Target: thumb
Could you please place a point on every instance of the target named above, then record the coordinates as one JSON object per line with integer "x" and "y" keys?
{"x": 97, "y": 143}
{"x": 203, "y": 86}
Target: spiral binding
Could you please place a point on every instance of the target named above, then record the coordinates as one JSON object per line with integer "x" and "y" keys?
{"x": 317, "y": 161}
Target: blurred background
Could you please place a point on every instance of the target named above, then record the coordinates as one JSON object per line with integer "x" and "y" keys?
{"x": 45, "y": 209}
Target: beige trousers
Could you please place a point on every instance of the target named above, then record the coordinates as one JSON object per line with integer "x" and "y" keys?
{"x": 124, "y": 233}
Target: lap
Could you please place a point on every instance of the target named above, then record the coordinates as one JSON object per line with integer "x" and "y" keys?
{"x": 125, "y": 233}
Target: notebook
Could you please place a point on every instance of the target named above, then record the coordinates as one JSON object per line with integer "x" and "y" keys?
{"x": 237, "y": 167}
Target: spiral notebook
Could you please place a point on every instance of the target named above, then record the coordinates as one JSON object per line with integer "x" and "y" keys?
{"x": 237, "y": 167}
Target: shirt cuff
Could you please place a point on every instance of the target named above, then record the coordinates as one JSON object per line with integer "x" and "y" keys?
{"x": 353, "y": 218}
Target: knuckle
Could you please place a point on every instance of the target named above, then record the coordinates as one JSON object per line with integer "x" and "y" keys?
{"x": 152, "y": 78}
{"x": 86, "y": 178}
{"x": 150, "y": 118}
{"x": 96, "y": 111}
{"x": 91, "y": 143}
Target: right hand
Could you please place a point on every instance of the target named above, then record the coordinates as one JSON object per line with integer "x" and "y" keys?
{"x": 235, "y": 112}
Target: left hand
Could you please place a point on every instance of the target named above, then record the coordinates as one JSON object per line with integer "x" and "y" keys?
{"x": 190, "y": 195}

..............................

INSTRUCTIONS TO FOLLOW: Retype exactly, and only, the lines above from the one where "Target: lap" occurs up to and including the one where "Target: knuckle" occurs.

COMPLETED TASK:
Target: lap
Could you please place a point on every instance of the target named above, then record the coordinates as one JSON object per line with integer "x" and "y" keys?
{"x": 125, "y": 233}
Target: notebook
Could you please place a point on every instance of the target named above, then record the coordinates as one JSON object per line with integer "x" and "y" keys?
{"x": 237, "y": 167}
Target: spiral notebook
Could you please place a point on every instance of the target named above, then record the coordinates as one JSON object per line with integer "x" and "y" keys?
{"x": 237, "y": 167}
Target: shirt cuff
Could you please place a point on every instance of the target named above, then record the coordinates as one JSON object per line with integer "x" and "y" keys?
{"x": 353, "y": 218}
Target: knuckle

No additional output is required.